> WHAT YOU SHOULD DO
Repeat, exactly as written, all of the entries, but not their pictures.

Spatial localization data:
###
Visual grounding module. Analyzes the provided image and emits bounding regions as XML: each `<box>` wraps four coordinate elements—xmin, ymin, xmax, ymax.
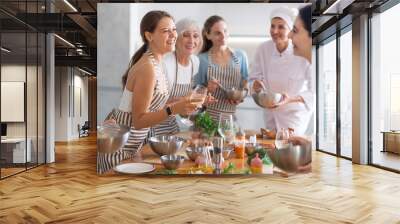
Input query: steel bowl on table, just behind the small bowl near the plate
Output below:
<box><xmin>149</xmin><ymin>135</ymin><xmax>185</xmax><ymax>156</ymax></box>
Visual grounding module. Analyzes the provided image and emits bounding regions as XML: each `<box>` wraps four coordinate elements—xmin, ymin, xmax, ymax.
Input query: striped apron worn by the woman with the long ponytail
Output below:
<box><xmin>97</xmin><ymin>51</ymin><xmax>169</xmax><ymax>174</ymax></box>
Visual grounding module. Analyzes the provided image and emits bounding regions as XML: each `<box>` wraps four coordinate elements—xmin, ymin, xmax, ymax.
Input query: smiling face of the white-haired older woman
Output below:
<box><xmin>176</xmin><ymin>27</ymin><xmax>201</xmax><ymax>56</ymax></box>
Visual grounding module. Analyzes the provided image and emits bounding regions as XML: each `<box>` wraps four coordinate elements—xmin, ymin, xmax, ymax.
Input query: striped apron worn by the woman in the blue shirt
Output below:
<box><xmin>207</xmin><ymin>50</ymin><xmax>242</xmax><ymax>122</ymax></box>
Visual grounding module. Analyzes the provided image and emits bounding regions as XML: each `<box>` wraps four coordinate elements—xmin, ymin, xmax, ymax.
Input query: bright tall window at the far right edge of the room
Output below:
<box><xmin>370</xmin><ymin>1</ymin><xmax>400</xmax><ymax>170</ymax></box>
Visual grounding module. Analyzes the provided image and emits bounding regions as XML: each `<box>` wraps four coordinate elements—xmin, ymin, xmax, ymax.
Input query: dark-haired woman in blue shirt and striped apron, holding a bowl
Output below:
<box><xmin>195</xmin><ymin>15</ymin><xmax>248</xmax><ymax>120</ymax></box>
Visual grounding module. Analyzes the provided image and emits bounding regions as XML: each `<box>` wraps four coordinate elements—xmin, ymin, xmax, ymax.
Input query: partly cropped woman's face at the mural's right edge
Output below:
<box><xmin>289</xmin><ymin>18</ymin><xmax>312</xmax><ymax>58</ymax></box>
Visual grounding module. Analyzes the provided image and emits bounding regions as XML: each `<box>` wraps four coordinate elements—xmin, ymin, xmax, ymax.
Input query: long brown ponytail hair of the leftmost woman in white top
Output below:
<box><xmin>122</xmin><ymin>10</ymin><xmax>173</xmax><ymax>88</ymax></box>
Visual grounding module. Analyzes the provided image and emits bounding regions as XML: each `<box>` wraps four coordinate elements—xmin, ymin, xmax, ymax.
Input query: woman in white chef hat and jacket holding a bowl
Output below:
<box><xmin>250</xmin><ymin>7</ymin><xmax>314</xmax><ymax>136</ymax></box>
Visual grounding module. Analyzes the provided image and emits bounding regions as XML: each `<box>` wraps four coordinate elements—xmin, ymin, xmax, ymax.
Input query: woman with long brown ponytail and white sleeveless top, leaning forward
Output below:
<box><xmin>97</xmin><ymin>11</ymin><xmax>196</xmax><ymax>173</ymax></box>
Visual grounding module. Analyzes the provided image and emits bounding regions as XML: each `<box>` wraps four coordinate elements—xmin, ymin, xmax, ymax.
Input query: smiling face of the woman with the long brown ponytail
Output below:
<box><xmin>145</xmin><ymin>17</ymin><xmax>177</xmax><ymax>54</ymax></box>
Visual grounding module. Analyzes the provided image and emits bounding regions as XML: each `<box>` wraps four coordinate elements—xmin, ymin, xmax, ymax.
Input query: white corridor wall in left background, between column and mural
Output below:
<box><xmin>55</xmin><ymin>67</ymin><xmax>89</xmax><ymax>141</ymax></box>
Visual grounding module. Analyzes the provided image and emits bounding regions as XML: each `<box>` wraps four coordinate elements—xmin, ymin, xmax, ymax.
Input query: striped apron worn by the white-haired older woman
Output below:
<box><xmin>151</xmin><ymin>53</ymin><xmax>194</xmax><ymax>136</ymax></box>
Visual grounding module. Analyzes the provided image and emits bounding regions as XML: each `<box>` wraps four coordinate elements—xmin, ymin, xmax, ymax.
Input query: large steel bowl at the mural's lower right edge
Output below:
<box><xmin>267</xmin><ymin>143</ymin><xmax>311</xmax><ymax>172</ymax></box>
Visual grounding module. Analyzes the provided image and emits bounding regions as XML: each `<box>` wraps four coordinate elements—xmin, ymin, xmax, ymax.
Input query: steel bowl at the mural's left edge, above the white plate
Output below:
<box><xmin>97</xmin><ymin>124</ymin><xmax>130</xmax><ymax>153</ymax></box>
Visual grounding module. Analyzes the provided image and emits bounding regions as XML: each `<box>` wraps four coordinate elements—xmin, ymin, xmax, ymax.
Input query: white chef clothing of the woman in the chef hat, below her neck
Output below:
<box><xmin>249</xmin><ymin>40</ymin><xmax>315</xmax><ymax>135</ymax></box>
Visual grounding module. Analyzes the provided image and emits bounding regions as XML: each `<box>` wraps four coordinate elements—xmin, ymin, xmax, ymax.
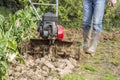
###
> REPLY
Visual grounding module. Analyzes the provided image and emits bounding regions as XML: each `<box>` wraps four coordinate elements—xmin, ymin, xmax, ymax.
Input query: steel bowl on table, just behind the small bowl near the plate
Output below:
<box><xmin>149</xmin><ymin>135</ymin><xmax>185</xmax><ymax>156</ymax></box>
Visual grounding module. Analyzes the provided image and emits bounding regions as XML: each `<box>` wraps four coordinate elements—xmin, ymin, xmax, ymax.
Input query: striped apron worn by the woman with the long ponytail
Output below:
<box><xmin>97</xmin><ymin>51</ymin><xmax>169</xmax><ymax>174</ymax></box>
Visual grounding module. Analyzes the provided image and emits bounding regions as XML: each `<box>` wraps four coordinate elements—xmin, ymin, xmax, ymax.
Input query: smiling face of the white-haired older woman
Output below:
<box><xmin>176</xmin><ymin>27</ymin><xmax>201</xmax><ymax>56</ymax></box>
Visual grounding module. Analyzes the provided image and emits bounding regions as XML: each `<box>` wraps four coordinate elements—xmin, ymin, xmax, ymax.
Input query: striped apron worn by the woman in the blue shirt
Output below:
<box><xmin>207</xmin><ymin>50</ymin><xmax>242</xmax><ymax>122</ymax></box>
Visual grounding module. Analyzes the provided image and emits bounding regions as XML: each `<box>` wraps four coordinate elements—xmin, ymin, xmax, ymax.
Input query: bright tall window at the far right edge of the room
Output below:
<box><xmin>370</xmin><ymin>1</ymin><xmax>400</xmax><ymax>170</ymax></box>
Visual grounding module. Analyzes the provided image and emits bounding regions as XML: each `<box>` wraps four coordinate elements—xmin, ymin, xmax, ymax.
Input query: dark-haired woman in blue shirt and striped apron, holding a bowl
Output below:
<box><xmin>195</xmin><ymin>15</ymin><xmax>248</xmax><ymax>120</ymax></box>
Visual grounding module. Analyzes the provided image and emits bounding regions as XML: each `<box>` wraps four coordinate elements—xmin, ymin, xmax, ymax.
Input query: partly cropped woman's face at the mural's right edge
Output below:
<box><xmin>289</xmin><ymin>18</ymin><xmax>312</xmax><ymax>58</ymax></box>
Visual grounding module. Analyzes the provided image and emits bounding regions as XML: each `<box>` wraps four coordinate elements—xmin, ymin, xmax, ymax.
Input query: long brown ponytail hair of the leftmost woman in white top
Output below:
<box><xmin>122</xmin><ymin>10</ymin><xmax>173</xmax><ymax>88</ymax></box>
Visual grounding module. Analyzes the provided image and emits bounding regions as XML: each `<box>` wraps four coordinate elements—xmin, ymin, xmax, ymax.
Input query: woman in white chef hat and jacket holding a bowl
Output below:
<box><xmin>250</xmin><ymin>7</ymin><xmax>314</xmax><ymax>136</ymax></box>
Visual grounding module. Analyzes the provided image and emits bounding regions as XML: each `<box>` wraps four coordinate elements—xmin, ymin, xmax, ymax.
Input query: woman with long brown ponytail and white sleeveless top, leaning forward
Output below:
<box><xmin>97</xmin><ymin>11</ymin><xmax>196</xmax><ymax>173</ymax></box>
Visual grounding module. Analyzes the provided image and emits bounding regions as XML: each `<box>` wraps four coordinate elements—xmin, ymin, xmax, ymax.
Input query: smiling face of the woman with the long brown ponytail
Output below:
<box><xmin>145</xmin><ymin>17</ymin><xmax>177</xmax><ymax>54</ymax></box>
Visual grounding module. Analyzes the provided image and emits bounding regions as XML: each `<box>` wraps four coordinate elements—xmin, ymin, xmax, ymax.
Input query: white corridor wall in left background, between column and mural
Output below:
<box><xmin>55</xmin><ymin>67</ymin><xmax>89</xmax><ymax>141</ymax></box>
Visual grounding module. Analyzes the provided image and emits bounding regions as XML: each `<box>` wraps four coordinate elements—xmin, ymin, xmax, ymax.
Input query: striped apron worn by the white-haired older woman
Output below:
<box><xmin>151</xmin><ymin>53</ymin><xmax>194</xmax><ymax>136</ymax></box>
Visual grounding module. Analyzes the provided image and emits bounding regions as XML: each `<box>` wraps four coordinate elements—xmin, ymin, xmax, ymax.
Input query: large steel bowl at the mural's lower right edge
Output below:
<box><xmin>267</xmin><ymin>143</ymin><xmax>311</xmax><ymax>172</ymax></box>
Visual grounding module. Analyzes the provided image and emits bounding regions as XML: each `<box>` wraps four coordinate elements—xmin, ymin, xmax, ymax.
Input query: steel bowl at the mural's left edge, above the white plate
Output below:
<box><xmin>97</xmin><ymin>124</ymin><xmax>130</xmax><ymax>153</ymax></box>
Visual grounding module. Analyzes the provided image and emits bounding regions as XML: each `<box>` wraps four coordinate elements—xmin, ymin, xmax, ymax.
Input query: white chef clothing of the woman in the chef hat, below her neck
Output below:
<box><xmin>249</xmin><ymin>40</ymin><xmax>315</xmax><ymax>135</ymax></box>
Visual grounding module. Analyzes the provided image and emits bounding regions as XML: each `<box>` wraps four coordinate elements—xmin, ymin, xmax, ymax.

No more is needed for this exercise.